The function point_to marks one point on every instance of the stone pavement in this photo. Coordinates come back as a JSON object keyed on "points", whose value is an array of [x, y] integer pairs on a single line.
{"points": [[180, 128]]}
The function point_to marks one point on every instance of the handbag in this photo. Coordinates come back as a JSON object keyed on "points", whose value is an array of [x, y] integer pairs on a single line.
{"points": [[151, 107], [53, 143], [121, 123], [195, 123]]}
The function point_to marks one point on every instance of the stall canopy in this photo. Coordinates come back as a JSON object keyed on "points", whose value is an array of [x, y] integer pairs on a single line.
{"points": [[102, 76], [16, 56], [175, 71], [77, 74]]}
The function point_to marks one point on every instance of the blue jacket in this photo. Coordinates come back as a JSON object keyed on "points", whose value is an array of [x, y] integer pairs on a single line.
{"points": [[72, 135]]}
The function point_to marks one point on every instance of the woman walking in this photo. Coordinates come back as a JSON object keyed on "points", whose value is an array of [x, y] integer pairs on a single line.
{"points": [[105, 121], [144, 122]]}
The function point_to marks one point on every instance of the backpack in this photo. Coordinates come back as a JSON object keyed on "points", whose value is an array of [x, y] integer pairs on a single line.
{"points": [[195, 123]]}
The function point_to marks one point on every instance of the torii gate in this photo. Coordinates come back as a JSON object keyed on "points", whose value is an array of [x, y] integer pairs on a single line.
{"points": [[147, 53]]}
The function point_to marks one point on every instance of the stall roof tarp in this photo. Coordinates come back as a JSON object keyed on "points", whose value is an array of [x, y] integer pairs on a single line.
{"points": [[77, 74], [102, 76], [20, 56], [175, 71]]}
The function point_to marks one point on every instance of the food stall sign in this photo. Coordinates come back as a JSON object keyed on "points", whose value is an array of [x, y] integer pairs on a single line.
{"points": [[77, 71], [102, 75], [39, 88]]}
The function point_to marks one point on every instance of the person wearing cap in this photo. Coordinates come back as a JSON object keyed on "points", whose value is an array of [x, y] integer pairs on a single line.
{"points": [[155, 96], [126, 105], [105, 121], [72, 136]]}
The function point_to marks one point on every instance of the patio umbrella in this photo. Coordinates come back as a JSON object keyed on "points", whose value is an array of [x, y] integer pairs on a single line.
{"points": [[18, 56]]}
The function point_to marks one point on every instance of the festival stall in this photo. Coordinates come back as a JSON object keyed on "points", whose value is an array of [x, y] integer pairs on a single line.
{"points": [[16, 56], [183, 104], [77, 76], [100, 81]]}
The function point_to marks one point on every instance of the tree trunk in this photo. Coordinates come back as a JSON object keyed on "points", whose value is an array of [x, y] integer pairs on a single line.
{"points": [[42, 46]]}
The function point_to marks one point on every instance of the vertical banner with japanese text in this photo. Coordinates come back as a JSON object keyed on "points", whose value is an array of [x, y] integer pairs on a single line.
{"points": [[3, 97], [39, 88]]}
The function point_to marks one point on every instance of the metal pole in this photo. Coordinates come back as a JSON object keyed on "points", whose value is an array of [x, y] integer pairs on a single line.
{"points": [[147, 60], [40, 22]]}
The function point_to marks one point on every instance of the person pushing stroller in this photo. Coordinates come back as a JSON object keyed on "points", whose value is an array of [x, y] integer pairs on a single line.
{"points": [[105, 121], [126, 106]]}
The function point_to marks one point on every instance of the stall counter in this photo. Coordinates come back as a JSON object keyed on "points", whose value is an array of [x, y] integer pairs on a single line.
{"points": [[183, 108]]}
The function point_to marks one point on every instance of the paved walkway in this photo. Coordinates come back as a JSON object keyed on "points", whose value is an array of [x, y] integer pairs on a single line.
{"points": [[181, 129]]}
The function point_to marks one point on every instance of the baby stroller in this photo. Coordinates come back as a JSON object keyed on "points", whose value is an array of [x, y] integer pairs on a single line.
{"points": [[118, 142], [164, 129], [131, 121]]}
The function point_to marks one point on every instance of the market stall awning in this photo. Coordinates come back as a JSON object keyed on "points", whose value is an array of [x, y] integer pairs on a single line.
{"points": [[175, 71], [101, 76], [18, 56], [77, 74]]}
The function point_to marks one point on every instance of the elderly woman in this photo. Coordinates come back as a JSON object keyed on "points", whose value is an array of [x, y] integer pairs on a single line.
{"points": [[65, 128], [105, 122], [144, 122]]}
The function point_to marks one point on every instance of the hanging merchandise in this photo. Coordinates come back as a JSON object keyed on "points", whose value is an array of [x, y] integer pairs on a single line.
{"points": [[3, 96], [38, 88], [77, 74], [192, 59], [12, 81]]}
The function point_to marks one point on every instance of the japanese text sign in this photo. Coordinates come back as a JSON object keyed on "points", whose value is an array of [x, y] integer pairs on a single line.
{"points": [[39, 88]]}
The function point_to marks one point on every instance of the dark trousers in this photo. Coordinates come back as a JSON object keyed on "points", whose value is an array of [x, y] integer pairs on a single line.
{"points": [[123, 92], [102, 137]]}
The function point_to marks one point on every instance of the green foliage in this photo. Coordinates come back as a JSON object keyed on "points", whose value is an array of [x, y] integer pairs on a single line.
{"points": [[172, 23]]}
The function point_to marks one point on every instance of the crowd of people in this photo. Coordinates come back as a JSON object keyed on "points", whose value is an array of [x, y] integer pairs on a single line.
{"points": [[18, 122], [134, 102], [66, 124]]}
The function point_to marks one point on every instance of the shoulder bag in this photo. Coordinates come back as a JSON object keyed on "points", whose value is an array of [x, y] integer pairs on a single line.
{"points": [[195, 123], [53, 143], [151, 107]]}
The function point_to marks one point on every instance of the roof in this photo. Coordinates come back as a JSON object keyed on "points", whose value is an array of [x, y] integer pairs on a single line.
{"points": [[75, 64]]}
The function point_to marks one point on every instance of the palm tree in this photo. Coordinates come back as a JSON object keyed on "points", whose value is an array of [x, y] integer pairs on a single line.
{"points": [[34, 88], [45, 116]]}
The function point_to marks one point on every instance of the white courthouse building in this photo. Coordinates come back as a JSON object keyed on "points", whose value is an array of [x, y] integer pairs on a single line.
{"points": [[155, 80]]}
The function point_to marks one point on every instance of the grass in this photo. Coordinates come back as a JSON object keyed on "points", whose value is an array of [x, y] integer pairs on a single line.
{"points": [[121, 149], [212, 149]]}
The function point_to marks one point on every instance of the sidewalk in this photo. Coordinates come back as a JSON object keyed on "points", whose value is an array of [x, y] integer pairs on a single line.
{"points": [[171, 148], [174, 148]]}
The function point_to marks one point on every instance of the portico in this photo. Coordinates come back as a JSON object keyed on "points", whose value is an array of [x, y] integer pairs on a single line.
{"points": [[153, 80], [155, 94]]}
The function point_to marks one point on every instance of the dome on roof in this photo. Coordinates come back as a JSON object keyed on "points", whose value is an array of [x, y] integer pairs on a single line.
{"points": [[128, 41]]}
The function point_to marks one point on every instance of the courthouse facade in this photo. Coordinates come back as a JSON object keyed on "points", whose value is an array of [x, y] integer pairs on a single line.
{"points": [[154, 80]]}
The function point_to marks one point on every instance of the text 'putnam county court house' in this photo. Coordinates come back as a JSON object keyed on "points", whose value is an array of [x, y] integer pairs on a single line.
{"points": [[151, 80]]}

# # # # #

Do this:
Please set out the lines above as a numbered list, leaving out any blank lines.

Correct result:
1. The function point_to marks one point on every instance of the stone pavement in this photo. Coordinates come back as a JSON object keyed on "points", whose value is an array of [x, y] integer pairs on a single line.
2. {"points": [[180, 128]]}
3. The function point_to marks one point on every instance of the handbag in this photo. Coordinates come back as a JSON object keyed on "points", whose value is an array of [x, y] integer pairs on a single line.
4. {"points": [[151, 107], [53, 143], [121, 123], [195, 123]]}
5. The function point_to marks one point on every instance of the stall canopy in this photo. Coordinates come back as a JSON object keyed on "points", whose value is an array of [x, y] integer pairs on a single line.
6. {"points": [[102, 76], [16, 56], [175, 71], [77, 74]]}
7. The function point_to marks one point on every instance of the blue jacket in this photo. Coordinates come back as a JSON object keyed on "points", whose value is an array of [x, y] integer pairs on a single line.
8. {"points": [[72, 135]]}
9. The function point_to marks one point on every instance of the woman walking in this photo. Coordinates come back as a JSON object keyed on "points", whose value is an array of [x, y] integer pairs on a single line.
10. {"points": [[105, 121], [144, 122]]}
11. The function point_to marks one point on every instance of the backpack in this photo. Coordinates come back as a JSON object keyed on "points", whose value is an array of [x, y] integer pairs on a single line.
12. {"points": [[195, 123]]}
13. The function point_to marks one point on every instance of the torii gate in this photo. Coordinates come back as a JSON object keyed on "points", whose value is an array of [x, y] integer pairs on a single line.
14. {"points": [[147, 53]]}
15. The function point_to marks one point on every instance of the stall roof tarp in this photo. Coordinates come back as a JSON object keyed on "points", whose value is an array of [x, y] integer pairs on a single line.
16. {"points": [[77, 74], [102, 76], [20, 56], [175, 71]]}
17. The function point_to marks one point on every instance of the food stall sign in this photo. Coordinates come back as a JSON object keyed on "points", whose value is an array of [x, y] integer pairs on a single line.
18. {"points": [[77, 71], [102, 75], [39, 88]]}
19. The function point_to marks one point on every instance of the person wearing cap in this photo. Coordinates come back as a JSON object keyed on "points", whose value is an array of [x, y] integer pairs on a single line.
20. {"points": [[155, 96], [126, 105], [105, 121], [72, 136]]}
21. The function point_to marks one point on every instance of the patio umbrella in this photo. Coordinates come back as a JSON object keyed on "points", whose value is an array of [x, y] integer pairs on a single line.
22. {"points": [[18, 56]]}
23. The function point_to marks one point on every instance of the festival stall in this photo. Coordinates come back as a JSON object keyed on "points", whose value is an array of [x, y] integer pairs on a single line.
24. {"points": [[16, 56], [183, 104], [77, 76], [100, 81]]}
25. The function point_to marks one point on every instance of the tree trunk in this photo. Coordinates come back as a JSON object keyed on "points", whose value is an array of [x, y] integer pairs on a single line.
26. {"points": [[42, 46]]}
27. The function point_to marks one point on every instance of the vertical banner with japanese text in this photo. Coordinates come back as a JSON object keyed on "points", whose value is an array of [x, y] integer pairs on a single line.
28. {"points": [[3, 97], [39, 88]]}
29. The function point_to marks one point on every instance of the metal pole in this photo. Coordinates come back as a JSON object keyed on "points", whose value is an array of [x, y] integer pairs on a single line.
30. {"points": [[147, 60], [40, 22]]}
31. The function point_to marks one point on every instance of the person pushing stroller in this photo. Coordinates come back as a JSON object keyed on "points", whose value is an array of [x, y] integer pairs on a single line.
32. {"points": [[105, 121], [126, 106]]}
33. The function point_to marks one point on every instance of the stall counter in this photo. Coordinates come back as a JSON object keyed on "points", whose value is an array of [x, y] integer pairs on a single line.
34. {"points": [[183, 108]]}
35. The function point_to marks one point on every instance of the paved walkway in this photo. Coordinates come back as a JSON object keyed on "points", whose value is an array of [x, y] integer pairs on a single line.
36. {"points": [[181, 129]]}
37. The function point_to marks one point on every instance of the baby stroller in this photo. Coordinates come back as a JSON object keyed on "points", whose value is an array of [x, y] integer pairs on a single line.
38. {"points": [[118, 142], [164, 129], [131, 121]]}
39. The function point_to marks one point on every instance of the market stall awning in this photo. Coordinates come back as a JSON object keyed on "points", whose value is an array of [x, y] integer pairs on a single line.
40. {"points": [[175, 71], [101, 76], [18, 56], [77, 74]]}
41. The function point_to marks one point on every instance of the elderly woman in this photo. Coordinates come back as a JSON object keyed on "points", whose value is an array of [x, y] integer pairs on a single line.
42. {"points": [[65, 128], [105, 122], [144, 122]]}
43. The function point_to marks one point on every instance of the hanging merchandise in this photo. Coordinates come back as a JSON object keyed on "points", whose value is an array of [x, y] integer pairs on a single line.
44. {"points": [[3, 96], [38, 88], [77, 74], [192, 59], [12, 81]]}
45. The function point_to marks one point on every instance of the japanese text sign in this photo. Coordinates come back as a JSON object keyed on "points", whose value is an array of [x, y] integer pairs on a single line.
46. {"points": [[39, 88]]}
47. The function point_to marks one point on every instance of the dark trousers in this photo. Coordinates come back as a JSON object keyed on "points", whose value is an array of [x, y] integer pairs on a single line.
48. {"points": [[123, 92], [102, 137]]}
49. The function point_to marks one point on every instance of the green foliage in this photo. Coordinates come back as a JSON object keyed on "points", whose value is an array of [x, y] integer pairs on a single line.
50. {"points": [[172, 23]]}
51. The function point_to marks one point on every instance of the crowd of people in this photo. Coordinates come back as a JSON object keyed on "points", whose value is an array of [x, y] integer pairs on a single line.
52. {"points": [[18, 122], [134, 102], [66, 124]]}
53. The function point_to marks one point on every instance of the shoulder bag in this photo. Coordinates come back as a JSON object keyed on "points", whose value is an array of [x, y] integer pairs on a single line.
54. {"points": [[195, 123], [53, 143], [151, 107]]}
55. The function point_to marks one point on every instance of the roof in this photo. Coordinates come back as a JSON object keyed on "points", whose value is an array of [x, y] integer pairs on a single line.
56. {"points": [[75, 64]]}
57. The function point_to marks one point on every instance of the palm tree in this photo. Coordinates come back as a JSON object keyed on "points", whose value is an array of [x, y] integer pairs on a single line.
58. {"points": [[34, 88], [45, 116]]}
59. The function point_to marks one point on every instance of the white courthouse building in this photo. Coordinates come back as a JSON object keyed on "points", whose value is an array of [x, y] integer pairs on a single line.
60. {"points": [[155, 80]]}
61. The function point_to marks one point on every instance of the grass in this photo. Coordinates come back as a JSON object keyed on "points", whose value is an array of [x, y] integer pairs on a single line.
62. {"points": [[121, 149], [212, 149]]}
63. The function point_to marks one point on every instance of the sidewalk in this photo. Coordinates come back as a JSON object keyed on "points", whose value is an array of [x, y] integer pairs on a single line.
64. {"points": [[171, 148], [174, 148]]}
65. The function point_to marks one point on every instance of the portico in this photo. Coordinates come back as a JSON object keyed on "points", whose value is an array of [x, y] integer pairs on a single line.
66. {"points": [[153, 80], [155, 94]]}
67. The function point_to marks one point on every instance of the dome on roof in this photo. Coordinates come back as a JSON object keyed on "points", whose value is an array of [x, y] integer pairs on a single line.
68. {"points": [[128, 41]]}
69. The function point_to marks one point on every instance of the courthouse facade in this photo. Coordinates come back as a JSON object keyed on "points", whose value is an array of [x, y] integer pairs on a single line.
70. {"points": [[154, 80]]}
71. The function point_to marks one point on every instance of the text 'putnam county court house' in this photo. Coordinates come back as a JSON object keyed on "points", whose value is an array of [x, y] integer pairs on a single line.
72. {"points": [[151, 80]]}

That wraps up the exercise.